Because of the cramped conditions, the cosmonauts also had to go on a diet to fit in their couches.

Crew selection for the Voskhod 1

The original prime crew of cosmonauts for Voskhod 1, composed of Boris Volynov (Born: December 18, 1934), Georgi Katys (31 August 1926 – 7 August 2017), and Boris Yegorov (26 November 1937 – 12 September 1994), was rejected just three days before the scheduled launch date for the space capsule.

Katys was reportedly removed after the KGB discovered that his father had been shot during the Great Purge in 1937 (a brutal political campaign led by Soviet dictator Joseph Stalin to eliminate dissenting members of the Communist Party and anyone else he considered a threat) and Volynov apparently was the victim of discrimination due to his part-Jewish background, although he would later fly on Soyuz 5 and Soyuz 21.

Politics played a role in the crew’s selection. Various factions each supported their own representatives for the flight. Sergei Korolev wanted his engineers to become cosmonauts, believing that spacecraft designers should fly in their own vehicles.

▶ _PROBLEM TO WORK ON_
Reproduce the part of the Voskhod 1 passage that begins at the words "Crew selection for" and stops after "and Soyuz 21.", keeping every word and punctuation mark unchanged.

▶ _PROVIDED INFORMATION_
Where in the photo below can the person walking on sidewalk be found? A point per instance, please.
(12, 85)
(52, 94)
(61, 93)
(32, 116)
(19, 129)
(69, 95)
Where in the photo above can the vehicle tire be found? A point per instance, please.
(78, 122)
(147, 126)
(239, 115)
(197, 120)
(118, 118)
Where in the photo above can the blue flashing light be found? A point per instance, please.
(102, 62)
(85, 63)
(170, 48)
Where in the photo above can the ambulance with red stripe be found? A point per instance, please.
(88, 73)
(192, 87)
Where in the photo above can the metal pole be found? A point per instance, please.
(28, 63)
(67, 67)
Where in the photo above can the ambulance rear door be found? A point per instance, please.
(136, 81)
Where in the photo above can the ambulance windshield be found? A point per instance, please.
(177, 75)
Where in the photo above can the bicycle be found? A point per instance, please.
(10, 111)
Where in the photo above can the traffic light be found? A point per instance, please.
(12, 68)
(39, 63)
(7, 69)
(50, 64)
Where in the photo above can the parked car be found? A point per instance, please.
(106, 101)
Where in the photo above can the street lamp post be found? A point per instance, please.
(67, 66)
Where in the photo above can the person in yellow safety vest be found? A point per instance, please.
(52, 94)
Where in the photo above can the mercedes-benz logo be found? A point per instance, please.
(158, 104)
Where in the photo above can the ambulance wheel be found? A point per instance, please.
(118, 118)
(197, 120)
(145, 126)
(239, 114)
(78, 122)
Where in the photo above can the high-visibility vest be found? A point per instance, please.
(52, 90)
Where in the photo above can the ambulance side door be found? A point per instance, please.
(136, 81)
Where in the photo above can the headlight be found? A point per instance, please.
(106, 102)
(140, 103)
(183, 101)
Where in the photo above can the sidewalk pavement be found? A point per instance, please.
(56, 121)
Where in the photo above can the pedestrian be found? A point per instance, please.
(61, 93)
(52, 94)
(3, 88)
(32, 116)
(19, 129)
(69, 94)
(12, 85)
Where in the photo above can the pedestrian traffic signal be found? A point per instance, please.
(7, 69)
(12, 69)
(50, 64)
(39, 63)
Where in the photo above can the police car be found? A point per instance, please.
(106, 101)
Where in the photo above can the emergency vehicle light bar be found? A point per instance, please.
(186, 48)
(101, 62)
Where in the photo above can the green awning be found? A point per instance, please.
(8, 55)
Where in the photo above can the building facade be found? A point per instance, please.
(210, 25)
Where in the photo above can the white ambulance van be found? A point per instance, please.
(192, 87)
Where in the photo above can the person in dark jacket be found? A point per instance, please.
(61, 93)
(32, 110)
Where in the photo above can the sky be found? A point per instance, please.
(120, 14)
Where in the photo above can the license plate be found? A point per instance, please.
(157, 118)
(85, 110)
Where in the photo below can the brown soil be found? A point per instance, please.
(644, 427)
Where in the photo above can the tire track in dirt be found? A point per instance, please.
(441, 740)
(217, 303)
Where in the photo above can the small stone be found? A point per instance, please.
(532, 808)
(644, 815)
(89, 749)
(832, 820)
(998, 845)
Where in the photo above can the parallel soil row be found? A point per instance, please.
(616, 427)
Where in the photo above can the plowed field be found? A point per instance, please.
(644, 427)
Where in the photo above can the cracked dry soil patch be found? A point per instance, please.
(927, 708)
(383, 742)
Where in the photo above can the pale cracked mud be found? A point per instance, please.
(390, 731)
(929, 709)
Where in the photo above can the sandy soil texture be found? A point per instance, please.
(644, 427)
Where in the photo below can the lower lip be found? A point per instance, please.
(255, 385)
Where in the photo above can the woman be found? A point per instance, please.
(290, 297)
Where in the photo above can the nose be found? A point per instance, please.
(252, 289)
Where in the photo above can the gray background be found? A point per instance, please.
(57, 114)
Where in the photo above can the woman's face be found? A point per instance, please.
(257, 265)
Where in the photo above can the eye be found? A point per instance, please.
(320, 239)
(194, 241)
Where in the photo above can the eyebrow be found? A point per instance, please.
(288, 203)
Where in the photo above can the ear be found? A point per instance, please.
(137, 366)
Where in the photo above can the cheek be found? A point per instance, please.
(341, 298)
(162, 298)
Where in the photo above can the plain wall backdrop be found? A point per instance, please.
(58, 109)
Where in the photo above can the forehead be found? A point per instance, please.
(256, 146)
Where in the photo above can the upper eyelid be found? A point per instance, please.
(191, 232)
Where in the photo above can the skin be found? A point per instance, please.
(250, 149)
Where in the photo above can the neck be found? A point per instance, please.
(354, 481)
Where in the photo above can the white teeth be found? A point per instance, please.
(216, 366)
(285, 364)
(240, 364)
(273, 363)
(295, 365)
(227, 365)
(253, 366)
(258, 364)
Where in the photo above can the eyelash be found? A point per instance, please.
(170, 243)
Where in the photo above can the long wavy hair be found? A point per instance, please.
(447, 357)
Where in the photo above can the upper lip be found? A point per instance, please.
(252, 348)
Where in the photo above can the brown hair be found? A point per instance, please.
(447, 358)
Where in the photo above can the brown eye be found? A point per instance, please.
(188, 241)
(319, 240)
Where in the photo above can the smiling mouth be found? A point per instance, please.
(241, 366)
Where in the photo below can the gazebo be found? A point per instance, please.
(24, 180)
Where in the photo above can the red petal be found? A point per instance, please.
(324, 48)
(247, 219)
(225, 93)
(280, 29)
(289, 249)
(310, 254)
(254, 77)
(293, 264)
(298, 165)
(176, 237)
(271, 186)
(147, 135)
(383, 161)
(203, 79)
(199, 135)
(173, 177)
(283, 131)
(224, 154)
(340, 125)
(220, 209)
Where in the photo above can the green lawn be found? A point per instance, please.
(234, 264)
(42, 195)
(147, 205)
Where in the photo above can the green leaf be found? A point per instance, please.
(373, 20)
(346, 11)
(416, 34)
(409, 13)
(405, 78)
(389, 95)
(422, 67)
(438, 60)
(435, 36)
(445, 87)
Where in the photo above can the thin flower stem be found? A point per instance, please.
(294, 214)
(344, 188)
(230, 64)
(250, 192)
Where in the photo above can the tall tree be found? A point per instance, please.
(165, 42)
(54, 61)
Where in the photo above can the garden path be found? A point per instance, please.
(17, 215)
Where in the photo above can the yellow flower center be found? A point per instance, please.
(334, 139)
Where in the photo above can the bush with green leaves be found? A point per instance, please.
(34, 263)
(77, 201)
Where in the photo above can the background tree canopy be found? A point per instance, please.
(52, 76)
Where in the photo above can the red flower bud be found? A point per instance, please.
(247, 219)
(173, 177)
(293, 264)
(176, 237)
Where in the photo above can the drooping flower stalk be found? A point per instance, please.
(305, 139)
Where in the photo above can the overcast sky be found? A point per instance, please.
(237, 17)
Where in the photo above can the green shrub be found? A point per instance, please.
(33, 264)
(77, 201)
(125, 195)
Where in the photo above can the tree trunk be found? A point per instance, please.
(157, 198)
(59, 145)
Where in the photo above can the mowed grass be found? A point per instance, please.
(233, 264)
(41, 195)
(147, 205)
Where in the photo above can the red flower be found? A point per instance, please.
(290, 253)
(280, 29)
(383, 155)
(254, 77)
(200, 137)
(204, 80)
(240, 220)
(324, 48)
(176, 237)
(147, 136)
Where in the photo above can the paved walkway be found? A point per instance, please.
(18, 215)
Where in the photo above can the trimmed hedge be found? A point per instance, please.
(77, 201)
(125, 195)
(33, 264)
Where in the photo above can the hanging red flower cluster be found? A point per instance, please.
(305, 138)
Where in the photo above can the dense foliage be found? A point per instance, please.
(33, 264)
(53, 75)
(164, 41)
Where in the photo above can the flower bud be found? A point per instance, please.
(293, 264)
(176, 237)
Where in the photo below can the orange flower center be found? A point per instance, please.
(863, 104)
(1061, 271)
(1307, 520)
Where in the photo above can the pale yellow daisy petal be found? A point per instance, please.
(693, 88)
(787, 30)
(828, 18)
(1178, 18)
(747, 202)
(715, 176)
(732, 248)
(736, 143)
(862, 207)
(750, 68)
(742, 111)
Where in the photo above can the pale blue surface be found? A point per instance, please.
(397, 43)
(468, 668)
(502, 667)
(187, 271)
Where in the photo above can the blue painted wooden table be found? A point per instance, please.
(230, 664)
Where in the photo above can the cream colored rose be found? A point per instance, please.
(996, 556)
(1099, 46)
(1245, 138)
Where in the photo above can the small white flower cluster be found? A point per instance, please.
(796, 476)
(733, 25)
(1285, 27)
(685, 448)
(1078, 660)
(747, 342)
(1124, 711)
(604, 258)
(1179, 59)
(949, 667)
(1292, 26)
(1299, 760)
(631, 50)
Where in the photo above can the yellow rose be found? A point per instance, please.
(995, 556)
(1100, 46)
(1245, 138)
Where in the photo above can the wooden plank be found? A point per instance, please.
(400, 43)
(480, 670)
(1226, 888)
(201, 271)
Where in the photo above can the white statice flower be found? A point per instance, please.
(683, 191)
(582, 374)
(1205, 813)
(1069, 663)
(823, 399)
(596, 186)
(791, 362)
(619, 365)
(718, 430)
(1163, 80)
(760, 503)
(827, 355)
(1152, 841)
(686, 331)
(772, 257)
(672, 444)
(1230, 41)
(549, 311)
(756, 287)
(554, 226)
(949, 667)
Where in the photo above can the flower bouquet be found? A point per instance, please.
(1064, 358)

▶ _SOLUTION BELOW_
Crew selection for the Voskhod 1

The original prime crew of cosmonauts for Voskhod 1, composed of Boris Volynov (Born: December 18, 1934), Georgi Katys (31 August 1926 – 7 August 2017), and Boris Yegorov (26 November 1937 – 12 September 1994), was rejected just three days before the scheduled launch date for the space capsule.

Katys was reportedly removed after the KGB discovered that his father had been shot during the Great Purge in 1937 (a brutal political campaign led by Soviet dictator Joseph Stalin to eliminate dissenting members of the Communist Party and anyone else he considered a threat) and Volynov apparently was the victim of discrimination due to his part-Jewish background, although he would later fly on Soyuz 5 and Soyuz 21.